→ Texte du document:

L’analyse financière permet d’une part d’identifier le modèle économique de l’association et d’autre part d’évaluer son assise financière (fonds propres, fonds de roulement et couverture du BFR…)
3- Quelles règles comptables et quelles spécificités ?
Les petites associations se limitent à une simple comptabilité de trésorerie, ne retraçant que les encaissements et décaissements. Des règles spécifiques de comptabilisation n’ont été définies qu’à partir de 1998 dans un souci de transparence et applicables à compter de 2000. C’est ainsi que les associations ayant atteint une « certaine taille » (50 salariés, 3,1 million de CA, 1,550 million de bilan) doivent tenir une comptabilité d’engagements, désigner un CAC et publier leurs comptes au JO des associations.
De nombreux textes sectoriels précisent également les seuils déclencheurs d’une obligation de comptabilité d’engagements : Formation Professionnelle, CFA, financement électoral…
Le Plan comptable des associations et fondations a adapté le PCG sur 9 points spécifiques à ces organismes sans but lucratif dont :
- La notion de fonds associatif qui permet de constituer des réserves pour améliorer les fonds propres. De nombreuses associations ayant été fondées sans fonds propres initiaux.
- La Valorisation du bénévolat et des contributions volontaires (mises à disposition de ressources matérielles, humaines…) qui permet de mieux mesurer l’activité réelle et de donner du sens au modèle économique. Ces montants sont à la fois inscrits en charges et en produits dans les comptes de la classe 8.
- Le Résultat sous contrôle du tiers financeur : le financeur se réserve le droit de récupérer ce résultat qui provient d’un financement non utilisé. Ce résultat ne pourra être considéré acquis que si le financeur y renonce officiellement.
- Les Fonds dédiés qui permettent un suivi année par année des financements affectés à des actions à réaliser par l’association.
Par ailleurs, celles qui font appel à la générosité publique et recueillent plus de 153.000 € par an doivent établir un Compte Emplois-Ressources qui justifie l’emploi des ressources collectées.
4- Les associations ont elles également besoin de réaliser une comptabilité analytique ?

→ Données sources:
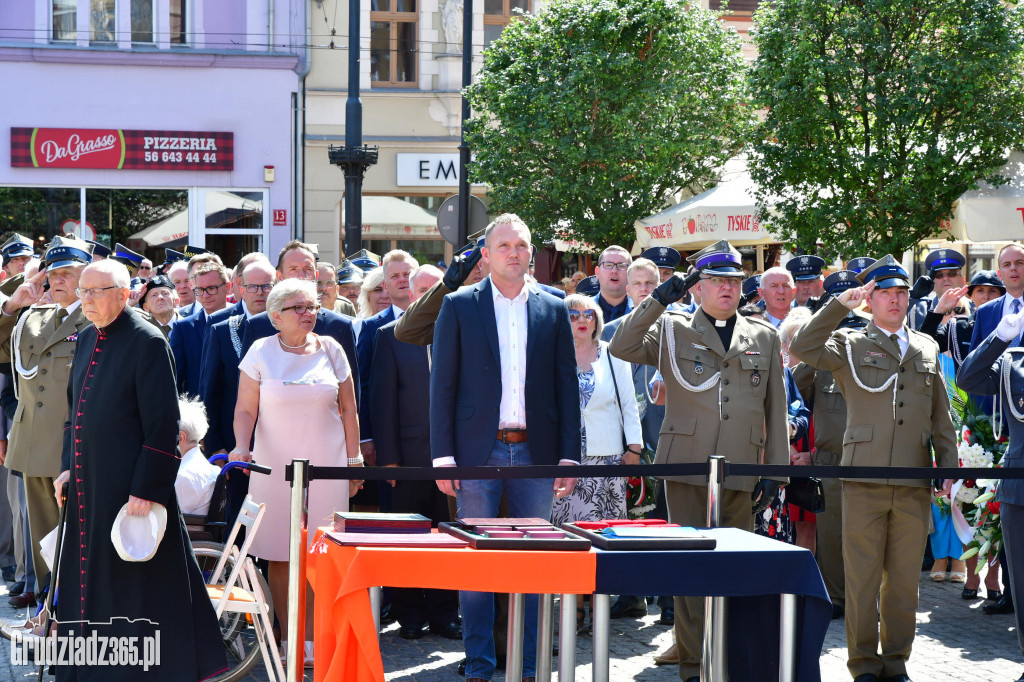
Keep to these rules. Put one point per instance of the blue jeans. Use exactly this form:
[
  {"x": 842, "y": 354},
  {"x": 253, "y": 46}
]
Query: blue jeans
[{"x": 479, "y": 499}]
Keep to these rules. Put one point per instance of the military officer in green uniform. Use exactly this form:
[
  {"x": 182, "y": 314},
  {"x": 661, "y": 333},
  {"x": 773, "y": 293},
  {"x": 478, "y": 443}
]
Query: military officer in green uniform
[
  {"x": 819, "y": 390},
  {"x": 39, "y": 342},
  {"x": 724, "y": 373},
  {"x": 897, "y": 412}
]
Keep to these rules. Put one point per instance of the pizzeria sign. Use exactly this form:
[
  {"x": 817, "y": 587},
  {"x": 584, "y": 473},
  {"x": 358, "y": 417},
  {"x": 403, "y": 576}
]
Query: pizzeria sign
[{"x": 121, "y": 150}]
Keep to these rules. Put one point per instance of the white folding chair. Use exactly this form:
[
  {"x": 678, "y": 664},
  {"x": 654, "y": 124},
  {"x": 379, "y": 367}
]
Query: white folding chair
[{"x": 242, "y": 593}]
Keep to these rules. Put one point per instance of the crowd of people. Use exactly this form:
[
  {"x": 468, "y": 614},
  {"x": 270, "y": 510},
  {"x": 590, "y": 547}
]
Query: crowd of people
[{"x": 386, "y": 361}]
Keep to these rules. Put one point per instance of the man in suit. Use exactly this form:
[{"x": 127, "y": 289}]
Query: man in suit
[
  {"x": 40, "y": 341},
  {"x": 981, "y": 373},
  {"x": 945, "y": 269},
  {"x": 897, "y": 412},
  {"x": 819, "y": 390},
  {"x": 610, "y": 271},
  {"x": 222, "y": 352},
  {"x": 401, "y": 413},
  {"x": 397, "y": 266},
  {"x": 297, "y": 260},
  {"x": 723, "y": 372},
  {"x": 503, "y": 391},
  {"x": 212, "y": 286}
]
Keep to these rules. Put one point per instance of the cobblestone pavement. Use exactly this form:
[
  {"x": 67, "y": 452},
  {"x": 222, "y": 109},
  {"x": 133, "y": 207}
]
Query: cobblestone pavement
[{"x": 955, "y": 642}]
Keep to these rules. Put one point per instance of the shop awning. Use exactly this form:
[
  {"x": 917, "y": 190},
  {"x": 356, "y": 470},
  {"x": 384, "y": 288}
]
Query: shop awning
[
  {"x": 992, "y": 214},
  {"x": 393, "y": 218},
  {"x": 728, "y": 211}
]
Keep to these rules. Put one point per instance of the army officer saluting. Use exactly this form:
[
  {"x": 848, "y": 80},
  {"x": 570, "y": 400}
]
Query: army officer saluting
[
  {"x": 723, "y": 372},
  {"x": 897, "y": 411}
]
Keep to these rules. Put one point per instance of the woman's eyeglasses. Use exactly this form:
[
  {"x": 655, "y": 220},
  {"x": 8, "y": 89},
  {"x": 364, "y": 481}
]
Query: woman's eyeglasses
[
  {"x": 589, "y": 315},
  {"x": 302, "y": 309}
]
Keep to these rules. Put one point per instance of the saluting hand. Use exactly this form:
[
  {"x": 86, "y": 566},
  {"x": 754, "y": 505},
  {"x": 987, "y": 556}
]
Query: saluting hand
[
  {"x": 28, "y": 294},
  {"x": 949, "y": 299},
  {"x": 852, "y": 298}
]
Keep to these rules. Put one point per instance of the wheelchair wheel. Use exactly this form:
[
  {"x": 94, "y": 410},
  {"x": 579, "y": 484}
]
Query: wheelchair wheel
[{"x": 238, "y": 630}]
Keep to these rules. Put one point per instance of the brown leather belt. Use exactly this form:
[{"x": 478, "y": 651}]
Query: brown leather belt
[{"x": 512, "y": 435}]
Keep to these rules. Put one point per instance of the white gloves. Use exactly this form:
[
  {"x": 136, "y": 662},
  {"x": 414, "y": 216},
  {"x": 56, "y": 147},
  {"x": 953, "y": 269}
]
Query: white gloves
[{"x": 1010, "y": 327}]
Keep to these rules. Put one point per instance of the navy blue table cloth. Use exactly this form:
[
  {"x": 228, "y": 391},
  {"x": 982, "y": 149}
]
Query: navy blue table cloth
[{"x": 752, "y": 571}]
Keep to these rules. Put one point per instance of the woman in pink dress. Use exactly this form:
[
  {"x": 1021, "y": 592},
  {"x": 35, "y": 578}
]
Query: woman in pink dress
[{"x": 300, "y": 387}]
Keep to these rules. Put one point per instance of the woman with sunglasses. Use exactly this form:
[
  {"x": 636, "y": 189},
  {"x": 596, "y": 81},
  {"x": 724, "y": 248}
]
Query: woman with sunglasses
[
  {"x": 300, "y": 386},
  {"x": 611, "y": 432}
]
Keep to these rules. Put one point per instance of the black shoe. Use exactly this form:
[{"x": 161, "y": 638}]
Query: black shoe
[
  {"x": 448, "y": 630},
  {"x": 411, "y": 632},
  {"x": 1004, "y": 605},
  {"x": 631, "y": 609}
]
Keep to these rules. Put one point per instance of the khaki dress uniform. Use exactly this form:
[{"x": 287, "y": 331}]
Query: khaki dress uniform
[
  {"x": 737, "y": 397},
  {"x": 819, "y": 387},
  {"x": 898, "y": 411},
  {"x": 36, "y": 438}
]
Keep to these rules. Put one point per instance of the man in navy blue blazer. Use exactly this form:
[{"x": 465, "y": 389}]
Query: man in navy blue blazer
[
  {"x": 397, "y": 266},
  {"x": 212, "y": 286},
  {"x": 503, "y": 392},
  {"x": 297, "y": 261}
]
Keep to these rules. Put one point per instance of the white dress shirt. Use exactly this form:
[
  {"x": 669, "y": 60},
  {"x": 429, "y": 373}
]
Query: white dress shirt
[{"x": 510, "y": 316}]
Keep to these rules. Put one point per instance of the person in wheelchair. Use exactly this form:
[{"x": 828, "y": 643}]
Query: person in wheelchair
[{"x": 197, "y": 477}]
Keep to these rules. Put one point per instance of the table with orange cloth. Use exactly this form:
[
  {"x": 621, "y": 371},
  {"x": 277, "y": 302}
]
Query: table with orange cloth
[{"x": 346, "y": 647}]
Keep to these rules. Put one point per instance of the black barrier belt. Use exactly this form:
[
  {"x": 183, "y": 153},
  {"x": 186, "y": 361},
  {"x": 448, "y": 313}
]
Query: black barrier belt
[{"x": 659, "y": 470}]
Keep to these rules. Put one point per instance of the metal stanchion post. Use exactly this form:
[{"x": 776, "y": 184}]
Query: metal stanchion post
[
  {"x": 566, "y": 639},
  {"x": 545, "y": 633},
  {"x": 376, "y": 597},
  {"x": 713, "y": 668},
  {"x": 297, "y": 570},
  {"x": 787, "y": 639},
  {"x": 513, "y": 655},
  {"x": 601, "y": 619}
]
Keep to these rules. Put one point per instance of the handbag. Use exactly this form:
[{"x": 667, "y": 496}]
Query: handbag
[{"x": 808, "y": 494}]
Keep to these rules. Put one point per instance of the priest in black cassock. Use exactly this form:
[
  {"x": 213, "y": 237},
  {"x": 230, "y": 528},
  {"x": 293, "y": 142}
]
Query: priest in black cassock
[{"x": 121, "y": 446}]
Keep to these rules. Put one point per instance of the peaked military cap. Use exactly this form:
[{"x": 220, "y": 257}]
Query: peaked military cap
[
  {"x": 805, "y": 267},
  {"x": 66, "y": 251},
  {"x": 944, "y": 259},
  {"x": 885, "y": 272},
  {"x": 98, "y": 250},
  {"x": 859, "y": 264},
  {"x": 664, "y": 257},
  {"x": 720, "y": 259},
  {"x": 839, "y": 282},
  {"x": 14, "y": 247}
]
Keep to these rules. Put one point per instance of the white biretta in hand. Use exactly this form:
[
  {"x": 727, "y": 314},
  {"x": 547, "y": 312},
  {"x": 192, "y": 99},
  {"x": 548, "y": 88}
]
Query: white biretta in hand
[{"x": 1010, "y": 327}]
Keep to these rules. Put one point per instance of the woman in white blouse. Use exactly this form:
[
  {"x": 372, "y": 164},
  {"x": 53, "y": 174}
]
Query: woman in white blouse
[{"x": 610, "y": 420}]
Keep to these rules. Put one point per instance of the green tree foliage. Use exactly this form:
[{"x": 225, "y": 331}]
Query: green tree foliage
[
  {"x": 593, "y": 113},
  {"x": 881, "y": 114}
]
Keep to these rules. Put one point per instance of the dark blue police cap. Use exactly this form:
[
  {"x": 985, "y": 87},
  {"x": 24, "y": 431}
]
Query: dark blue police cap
[
  {"x": 944, "y": 259},
  {"x": 806, "y": 267},
  {"x": 886, "y": 272},
  {"x": 588, "y": 286},
  {"x": 14, "y": 247},
  {"x": 860, "y": 264},
  {"x": 664, "y": 257},
  {"x": 839, "y": 282},
  {"x": 986, "y": 279}
]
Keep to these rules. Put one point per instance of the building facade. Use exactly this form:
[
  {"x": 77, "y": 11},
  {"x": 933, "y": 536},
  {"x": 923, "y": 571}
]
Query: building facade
[{"x": 154, "y": 123}]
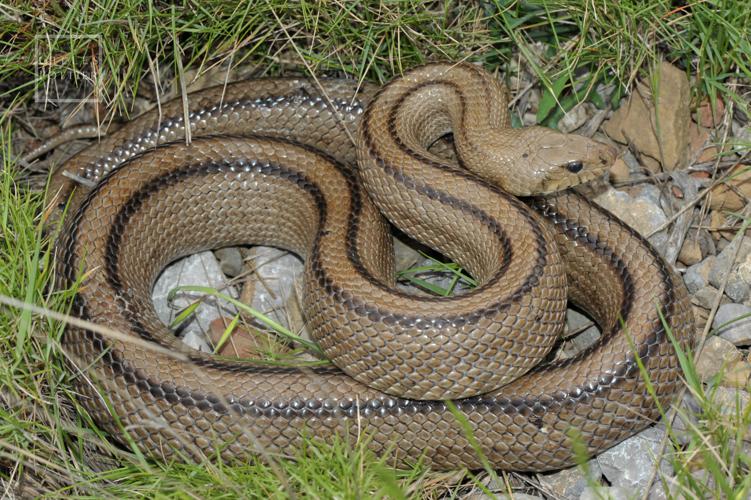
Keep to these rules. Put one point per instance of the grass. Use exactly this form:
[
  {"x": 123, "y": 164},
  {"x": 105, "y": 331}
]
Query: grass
[{"x": 113, "y": 50}]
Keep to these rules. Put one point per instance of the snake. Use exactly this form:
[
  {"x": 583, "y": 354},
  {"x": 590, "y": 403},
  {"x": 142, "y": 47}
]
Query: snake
[{"x": 320, "y": 168}]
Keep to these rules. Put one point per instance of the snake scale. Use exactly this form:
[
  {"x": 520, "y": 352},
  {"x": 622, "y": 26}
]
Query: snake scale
[{"x": 271, "y": 162}]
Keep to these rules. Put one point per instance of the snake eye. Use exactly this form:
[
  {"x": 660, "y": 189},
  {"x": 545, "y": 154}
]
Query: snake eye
[{"x": 574, "y": 166}]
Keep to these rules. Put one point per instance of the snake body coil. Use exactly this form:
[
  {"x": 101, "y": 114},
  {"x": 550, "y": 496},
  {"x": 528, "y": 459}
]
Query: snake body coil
[{"x": 291, "y": 185}]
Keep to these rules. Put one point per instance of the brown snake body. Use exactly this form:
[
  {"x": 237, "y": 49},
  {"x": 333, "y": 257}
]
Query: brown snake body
[{"x": 152, "y": 205}]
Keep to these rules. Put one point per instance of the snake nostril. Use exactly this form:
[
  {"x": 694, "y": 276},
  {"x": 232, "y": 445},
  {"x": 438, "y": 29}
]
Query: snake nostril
[{"x": 574, "y": 166}]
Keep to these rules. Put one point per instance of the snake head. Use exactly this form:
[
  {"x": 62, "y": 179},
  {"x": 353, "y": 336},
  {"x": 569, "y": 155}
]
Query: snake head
[
  {"x": 558, "y": 161},
  {"x": 539, "y": 160}
]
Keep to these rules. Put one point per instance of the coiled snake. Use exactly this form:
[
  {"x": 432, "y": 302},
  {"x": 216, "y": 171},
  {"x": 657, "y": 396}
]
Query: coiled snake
[{"x": 291, "y": 184}]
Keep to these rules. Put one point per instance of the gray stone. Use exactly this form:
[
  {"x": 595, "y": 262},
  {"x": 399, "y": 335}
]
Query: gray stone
[
  {"x": 737, "y": 288},
  {"x": 230, "y": 261},
  {"x": 716, "y": 355},
  {"x": 733, "y": 402},
  {"x": 629, "y": 464},
  {"x": 683, "y": 419},
  {"x": 573, "y": 119},
  {"x": 275, "y": 272},
  {"x": 705, "y": 297},
  {"x": 570, "y": 483},
  {"x": 608, "y": 493},
  {"x": 201, "y": 269},
  {"x": 735, "y": 330},
  {"x": 697, "y": 276},
  {"x": 640, "y": 212}
]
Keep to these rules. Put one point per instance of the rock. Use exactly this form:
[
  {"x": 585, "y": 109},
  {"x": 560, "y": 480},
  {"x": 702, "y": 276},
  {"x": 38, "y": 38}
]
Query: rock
[
  {"x": 697, "y": 276},
  {"x": 275, "y": 272},
  {"x": 716, "y": 355},
  {"x": 230, "y": 260},
  {"x": 477, "y": 495},
  {"x": 732, "y": 401},
  {"x": 607, "y": 493},
  {"x": 702, "y": 148},
  {"x": 705, "y": 297},
  {"x": 570, "y": 483},
  {"x": 724, "y": 196},
  {"x": 619, "y": 171},
  {"x": 701, "y": 316},
  {"x": 708, "y": 115},
  {"x": 737, "y": 375},
  {"x": 656, "y": 120},
  {"x": 640, "y": 212},
  {"x": 690, "y": 253},
  {"x": 737, "y": 288},
  {"x": 573, "y": 119},
  {"x": 728, "y": 325},
  {"x": 200, "y": 269},
  {"x": 683, "y": 418},
  {"x": 697, "y": 245},
  {"x": 630, "y": 463}
]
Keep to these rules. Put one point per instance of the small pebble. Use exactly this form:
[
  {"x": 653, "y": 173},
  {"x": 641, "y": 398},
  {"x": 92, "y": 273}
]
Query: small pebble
[
  {"x": 728, "y": 325},
  {"x": 716, "y": 355}
]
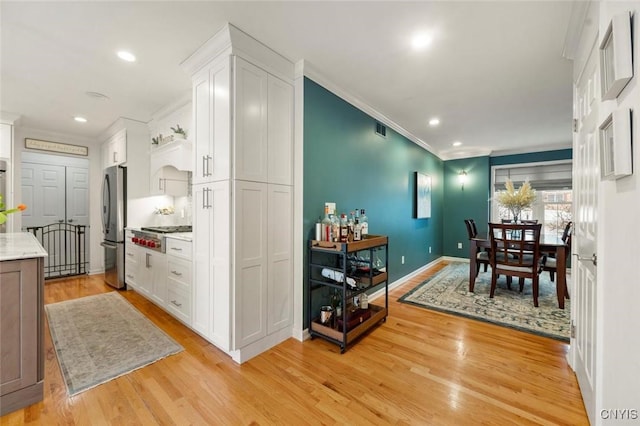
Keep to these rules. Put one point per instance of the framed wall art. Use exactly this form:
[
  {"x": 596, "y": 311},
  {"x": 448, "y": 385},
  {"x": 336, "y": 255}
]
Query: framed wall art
[
  {"x": 615, "y": 145},
  {"x": 616, "y": 59},
  {"x": 422, "y": 197}
]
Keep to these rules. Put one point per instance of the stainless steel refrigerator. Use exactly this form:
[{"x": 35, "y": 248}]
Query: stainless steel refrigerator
[{"x": 114, "y": 219}]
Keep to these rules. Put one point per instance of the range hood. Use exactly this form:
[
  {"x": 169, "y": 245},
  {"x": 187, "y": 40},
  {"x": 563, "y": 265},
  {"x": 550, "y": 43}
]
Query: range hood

→ Tâches à réaliser:
1 - Recopiez sans rien changer un passage du texte sur la comptabilité des associations : commencez aux mots « De nombreux textes » et arrêtez-vous après « la classe 8. ».
2 - Dans le texte sur la comptabilité des associations, quels points spécifiques du Plan comptable des associations et fondations sont présentés en liste à tirets ?
3 - Poursuivez le texte sur la comptabilité des associations à partir de sa dernière phrase.

→ Réponses aux tâches:
1 -
De nombreux textes sectoriels précisent également les seuils déclencheurs d’une obligation de comptabilité d’engagements : Formation Professionnelle, CFA, financement électoral…
Le Plan comptable des associations et fondations a adapté le PCG sur 9 points spécifiques à ces organismes sans but lucratif dont :
- La notion de fonds associatif qui permet de constituer des réserves pour améliorer les fonds propres. De nombreuses associations ayant été fondées sans fonds propres initiaux.
- La Valorisation du bénévolat et des contributions volontaires (mises à disposition de ressources matérielles, humaines…) qui permet de mieux mesurer l’activité réelle et de donner du sens au modèle économique. Ces montants sont à la fois inscrits en charges et en produits dans les comptes de la classe 8.

2 -
- La notion de fonds associatif
- La valorisation du bénévolat et des contributions volontaires
- Le résultat sous contrôle du tiers financeur
- Les fonds dédiés

3 -
Oui, dans de très nombreuses associations, une comptabilité analytique ou par section homogène s’impose en plus des documents globaux pour tracer l'utilisation des financements par activité et évaluer isolément le résultat des différentes activités menées au sein d’une même association.
Elle garantit aux financeurs qui souhaitent ne soutenir qu’une activité ou un projet spécifique que les fonds qu'ils ont apporté sont bien affectés à cette activité ou à ce projet. Par exemple, un financeur souhaite ne financer que l'hébergement des SDF dans une association qui poursuit un objet social plus global d’insertion sociale...).
Notons que la notion de subvention a reçu une définition légale le 31 juillet 2014 dans la Loi sur l’Economie Sociale et Solidaire pour la distinguer des financements de prestations de service ou de marchés publics confiés à des associations. Il faut réserver le terme « subventions » aux contributions d’une collectivité qui apporte un soutien à un projet dont l’association a pris l’initiative.
5- Quel message souhaitez vous envoyer aux responsables financiers d'associations ?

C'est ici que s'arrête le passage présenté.